WHAT YOU SHOULD DO
Could you say how many lines in the entries contain the string "rope"? Give only that number.

(Entries taken from a collection)
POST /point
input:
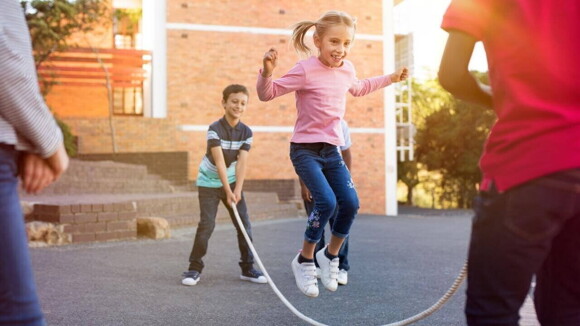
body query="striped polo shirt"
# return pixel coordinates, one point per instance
(231, 140)
(25, 120)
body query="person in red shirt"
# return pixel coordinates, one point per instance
(527, 216)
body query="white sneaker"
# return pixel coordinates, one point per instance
(342, 277)
(305, 275)
(190, 278)
(328, 270)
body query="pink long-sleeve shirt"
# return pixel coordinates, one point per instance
(320, 97)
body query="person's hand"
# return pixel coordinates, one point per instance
(306, 195)
(400, 75)
(36, 173)
(270, 61)
(238, 195)
(58, 162)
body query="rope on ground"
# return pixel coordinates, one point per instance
(408, 321)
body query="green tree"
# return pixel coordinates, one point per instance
(451, 143)
(51, 24)
(427, 97)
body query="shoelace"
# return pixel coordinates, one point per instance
(334, 269)
(309, 273)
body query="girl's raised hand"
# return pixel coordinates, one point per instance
(400, 75)
(270, 61)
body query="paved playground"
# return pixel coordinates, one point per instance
(399, 267)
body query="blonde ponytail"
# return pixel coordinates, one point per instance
(327, 20)
(299, 31)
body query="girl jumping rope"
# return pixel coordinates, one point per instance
(320, 84)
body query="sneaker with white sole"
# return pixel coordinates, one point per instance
(342, 277)
(305, 275)
(190, 278)
(328, 270)
(253, 275)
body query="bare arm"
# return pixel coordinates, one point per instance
(454, 73)
(240, 173)
(220, 163)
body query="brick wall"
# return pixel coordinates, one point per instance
(172, 166)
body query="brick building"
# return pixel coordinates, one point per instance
(199, 47)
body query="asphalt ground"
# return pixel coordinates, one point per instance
(399, 267)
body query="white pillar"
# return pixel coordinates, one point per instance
(389, 112)
(155, 40)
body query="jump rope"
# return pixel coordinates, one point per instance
(408, 321)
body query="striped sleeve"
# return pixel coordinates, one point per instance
(25, 120)
(213, 139)
(247, 142)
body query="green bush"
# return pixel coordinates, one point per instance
(70, 140)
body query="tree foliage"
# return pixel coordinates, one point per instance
(427, 97)
(449, 142)
(53, 22)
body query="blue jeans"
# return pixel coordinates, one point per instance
(343, 252)
(533, 229)
(209, 199)
(323, 171)
(18, 300)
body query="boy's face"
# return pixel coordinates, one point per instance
(235, 105)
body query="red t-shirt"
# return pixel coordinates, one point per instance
(533, 53)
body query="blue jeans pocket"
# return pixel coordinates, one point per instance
(533, 212)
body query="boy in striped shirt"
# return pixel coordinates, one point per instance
(221, 178)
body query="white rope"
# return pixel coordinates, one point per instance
(311, 321)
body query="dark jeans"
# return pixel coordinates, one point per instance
(209, 199)
(533, 229)
(343, 252)
(18, 299)
(323, 171)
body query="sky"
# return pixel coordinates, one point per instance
(423, 18)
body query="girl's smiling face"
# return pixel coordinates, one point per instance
(334, 44)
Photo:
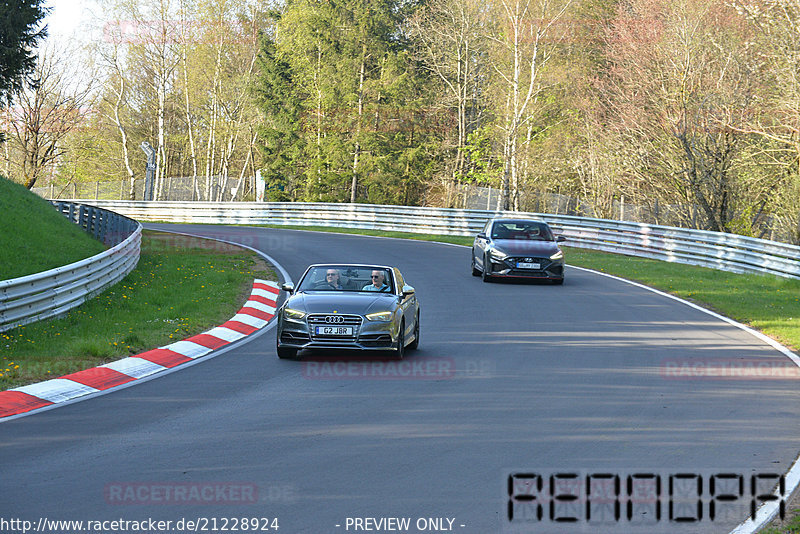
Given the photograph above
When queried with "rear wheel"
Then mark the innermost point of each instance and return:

RESULT
4